Task instructions: Spot each line in the data below containing "fishing" and copy it.

# # # #

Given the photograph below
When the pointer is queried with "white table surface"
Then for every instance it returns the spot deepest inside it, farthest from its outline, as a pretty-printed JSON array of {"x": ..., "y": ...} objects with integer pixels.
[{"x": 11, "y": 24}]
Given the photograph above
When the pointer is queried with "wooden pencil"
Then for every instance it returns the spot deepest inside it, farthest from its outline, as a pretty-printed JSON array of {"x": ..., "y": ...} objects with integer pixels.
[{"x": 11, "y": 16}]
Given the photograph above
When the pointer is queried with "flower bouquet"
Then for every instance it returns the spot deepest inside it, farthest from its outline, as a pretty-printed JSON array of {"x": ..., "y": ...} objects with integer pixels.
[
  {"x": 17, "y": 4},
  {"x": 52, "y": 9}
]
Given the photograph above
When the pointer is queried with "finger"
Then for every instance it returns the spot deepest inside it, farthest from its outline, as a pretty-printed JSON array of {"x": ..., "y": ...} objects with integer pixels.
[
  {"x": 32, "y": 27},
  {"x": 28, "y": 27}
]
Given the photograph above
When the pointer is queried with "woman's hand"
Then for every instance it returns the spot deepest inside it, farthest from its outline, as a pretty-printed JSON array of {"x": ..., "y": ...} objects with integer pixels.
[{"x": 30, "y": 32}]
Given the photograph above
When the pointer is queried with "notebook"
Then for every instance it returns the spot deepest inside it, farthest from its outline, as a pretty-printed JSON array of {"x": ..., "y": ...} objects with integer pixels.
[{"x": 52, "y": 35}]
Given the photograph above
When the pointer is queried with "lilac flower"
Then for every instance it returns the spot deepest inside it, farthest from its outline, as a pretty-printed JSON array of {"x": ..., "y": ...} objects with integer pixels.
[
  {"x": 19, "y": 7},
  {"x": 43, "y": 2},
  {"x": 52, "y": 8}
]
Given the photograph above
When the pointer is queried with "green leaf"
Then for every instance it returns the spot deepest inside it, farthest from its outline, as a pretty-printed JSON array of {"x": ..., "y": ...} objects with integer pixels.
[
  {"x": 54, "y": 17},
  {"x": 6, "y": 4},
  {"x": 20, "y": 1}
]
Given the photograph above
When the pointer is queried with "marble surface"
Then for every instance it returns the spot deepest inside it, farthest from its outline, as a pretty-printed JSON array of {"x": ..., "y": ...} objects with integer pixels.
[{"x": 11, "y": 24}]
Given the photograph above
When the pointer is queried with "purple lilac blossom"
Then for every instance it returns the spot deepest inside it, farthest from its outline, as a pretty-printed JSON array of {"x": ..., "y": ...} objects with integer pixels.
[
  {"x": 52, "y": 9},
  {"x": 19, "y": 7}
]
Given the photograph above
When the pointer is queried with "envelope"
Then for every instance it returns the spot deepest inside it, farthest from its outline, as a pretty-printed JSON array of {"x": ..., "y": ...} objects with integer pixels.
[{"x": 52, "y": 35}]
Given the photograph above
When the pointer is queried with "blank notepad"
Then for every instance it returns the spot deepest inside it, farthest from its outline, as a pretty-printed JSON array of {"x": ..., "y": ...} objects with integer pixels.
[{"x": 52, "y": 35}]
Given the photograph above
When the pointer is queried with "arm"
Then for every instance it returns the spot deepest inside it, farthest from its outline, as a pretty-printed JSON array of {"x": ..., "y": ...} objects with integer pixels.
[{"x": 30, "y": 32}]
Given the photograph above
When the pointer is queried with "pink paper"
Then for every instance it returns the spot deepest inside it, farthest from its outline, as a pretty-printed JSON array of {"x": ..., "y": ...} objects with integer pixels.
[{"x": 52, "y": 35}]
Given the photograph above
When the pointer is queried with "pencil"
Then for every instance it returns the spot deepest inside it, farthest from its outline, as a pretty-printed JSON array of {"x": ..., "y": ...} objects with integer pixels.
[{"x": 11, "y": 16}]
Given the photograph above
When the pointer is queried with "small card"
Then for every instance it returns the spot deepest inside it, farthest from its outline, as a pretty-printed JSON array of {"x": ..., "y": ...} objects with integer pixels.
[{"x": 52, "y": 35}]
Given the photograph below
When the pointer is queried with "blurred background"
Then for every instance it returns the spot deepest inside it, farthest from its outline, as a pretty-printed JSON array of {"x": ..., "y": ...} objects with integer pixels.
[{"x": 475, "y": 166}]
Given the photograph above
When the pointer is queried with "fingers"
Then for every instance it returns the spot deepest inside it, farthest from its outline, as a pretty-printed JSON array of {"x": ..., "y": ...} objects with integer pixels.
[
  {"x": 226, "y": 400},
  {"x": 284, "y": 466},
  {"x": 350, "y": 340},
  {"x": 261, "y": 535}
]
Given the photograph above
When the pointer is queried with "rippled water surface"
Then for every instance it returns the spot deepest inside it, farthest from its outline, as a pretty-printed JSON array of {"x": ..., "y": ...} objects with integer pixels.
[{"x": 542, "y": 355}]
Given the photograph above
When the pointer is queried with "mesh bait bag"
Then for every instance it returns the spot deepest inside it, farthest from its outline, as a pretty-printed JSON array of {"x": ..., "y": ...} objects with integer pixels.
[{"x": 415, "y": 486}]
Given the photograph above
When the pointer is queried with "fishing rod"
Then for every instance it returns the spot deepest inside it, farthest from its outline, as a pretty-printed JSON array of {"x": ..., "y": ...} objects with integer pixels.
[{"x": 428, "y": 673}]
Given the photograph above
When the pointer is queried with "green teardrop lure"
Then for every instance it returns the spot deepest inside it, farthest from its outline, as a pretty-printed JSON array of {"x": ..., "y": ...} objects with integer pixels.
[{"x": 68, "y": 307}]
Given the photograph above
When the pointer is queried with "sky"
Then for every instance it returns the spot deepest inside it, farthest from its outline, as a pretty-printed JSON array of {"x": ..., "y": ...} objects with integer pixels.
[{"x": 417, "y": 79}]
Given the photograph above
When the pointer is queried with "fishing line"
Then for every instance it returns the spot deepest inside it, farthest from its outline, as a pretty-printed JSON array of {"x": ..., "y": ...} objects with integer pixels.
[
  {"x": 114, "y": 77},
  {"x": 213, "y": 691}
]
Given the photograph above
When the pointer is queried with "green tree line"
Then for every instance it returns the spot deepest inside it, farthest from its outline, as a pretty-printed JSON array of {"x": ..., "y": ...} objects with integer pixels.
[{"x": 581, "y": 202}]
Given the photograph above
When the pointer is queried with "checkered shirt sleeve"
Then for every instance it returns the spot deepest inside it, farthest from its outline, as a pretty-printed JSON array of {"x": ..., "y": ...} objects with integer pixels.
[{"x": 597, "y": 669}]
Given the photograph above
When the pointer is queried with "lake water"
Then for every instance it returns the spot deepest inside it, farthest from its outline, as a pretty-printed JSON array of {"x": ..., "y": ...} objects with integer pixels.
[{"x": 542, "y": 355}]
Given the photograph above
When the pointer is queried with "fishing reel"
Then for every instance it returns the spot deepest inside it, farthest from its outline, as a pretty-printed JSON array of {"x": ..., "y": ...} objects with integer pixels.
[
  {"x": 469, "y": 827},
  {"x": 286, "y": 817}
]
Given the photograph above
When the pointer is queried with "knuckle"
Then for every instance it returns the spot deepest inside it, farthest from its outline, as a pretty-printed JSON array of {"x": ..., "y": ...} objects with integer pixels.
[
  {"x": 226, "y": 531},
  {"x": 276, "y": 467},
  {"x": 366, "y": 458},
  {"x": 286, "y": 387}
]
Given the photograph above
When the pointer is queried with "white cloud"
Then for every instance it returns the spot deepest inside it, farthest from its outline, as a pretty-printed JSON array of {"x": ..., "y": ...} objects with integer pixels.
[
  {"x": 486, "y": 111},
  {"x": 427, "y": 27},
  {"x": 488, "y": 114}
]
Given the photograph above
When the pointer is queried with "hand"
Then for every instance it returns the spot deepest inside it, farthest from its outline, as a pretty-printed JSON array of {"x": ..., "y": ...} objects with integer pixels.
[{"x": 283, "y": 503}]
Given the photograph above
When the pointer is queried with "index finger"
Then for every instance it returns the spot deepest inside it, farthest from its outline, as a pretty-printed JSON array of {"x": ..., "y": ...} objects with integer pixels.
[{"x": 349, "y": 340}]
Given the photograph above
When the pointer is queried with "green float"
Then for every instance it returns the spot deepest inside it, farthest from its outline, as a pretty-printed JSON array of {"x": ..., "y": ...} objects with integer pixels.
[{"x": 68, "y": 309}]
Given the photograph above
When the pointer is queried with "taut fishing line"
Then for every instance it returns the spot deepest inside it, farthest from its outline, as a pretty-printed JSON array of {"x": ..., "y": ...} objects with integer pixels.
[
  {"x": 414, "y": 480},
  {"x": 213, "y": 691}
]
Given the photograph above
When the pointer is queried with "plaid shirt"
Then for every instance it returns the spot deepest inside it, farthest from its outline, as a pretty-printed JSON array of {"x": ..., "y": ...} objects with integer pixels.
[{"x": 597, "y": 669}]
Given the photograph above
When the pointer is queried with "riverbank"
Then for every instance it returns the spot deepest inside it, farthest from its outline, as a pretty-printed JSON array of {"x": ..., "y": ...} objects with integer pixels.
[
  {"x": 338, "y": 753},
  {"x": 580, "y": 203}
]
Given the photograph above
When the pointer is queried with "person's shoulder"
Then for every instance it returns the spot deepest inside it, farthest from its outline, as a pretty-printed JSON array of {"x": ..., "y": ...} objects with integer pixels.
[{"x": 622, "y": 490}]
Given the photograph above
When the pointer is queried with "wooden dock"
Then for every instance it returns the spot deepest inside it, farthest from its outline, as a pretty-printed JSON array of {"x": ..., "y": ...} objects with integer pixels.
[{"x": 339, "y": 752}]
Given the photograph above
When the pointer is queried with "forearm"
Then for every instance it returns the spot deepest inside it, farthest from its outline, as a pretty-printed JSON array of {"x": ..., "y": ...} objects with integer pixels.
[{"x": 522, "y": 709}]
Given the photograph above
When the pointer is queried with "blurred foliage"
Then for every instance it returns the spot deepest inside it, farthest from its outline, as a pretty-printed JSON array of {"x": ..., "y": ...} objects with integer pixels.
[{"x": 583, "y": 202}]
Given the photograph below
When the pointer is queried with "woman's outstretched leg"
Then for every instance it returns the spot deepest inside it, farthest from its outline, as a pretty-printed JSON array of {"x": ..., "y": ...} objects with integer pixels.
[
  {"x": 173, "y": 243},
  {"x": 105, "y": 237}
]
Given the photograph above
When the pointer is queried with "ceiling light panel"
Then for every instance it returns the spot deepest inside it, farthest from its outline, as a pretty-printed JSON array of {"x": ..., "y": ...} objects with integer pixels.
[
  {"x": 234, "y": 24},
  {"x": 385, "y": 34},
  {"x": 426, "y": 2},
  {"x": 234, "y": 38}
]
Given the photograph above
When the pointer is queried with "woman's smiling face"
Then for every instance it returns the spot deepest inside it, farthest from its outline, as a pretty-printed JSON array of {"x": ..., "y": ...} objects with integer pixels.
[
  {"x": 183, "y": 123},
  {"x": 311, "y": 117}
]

# # # #

Task answer:
When the pointer is queried with "fishing rod"
When the pointer is queried with "fishing line"
When the pointer is queried with "fishing reel"
When the pointer is queried with "taut fishing line"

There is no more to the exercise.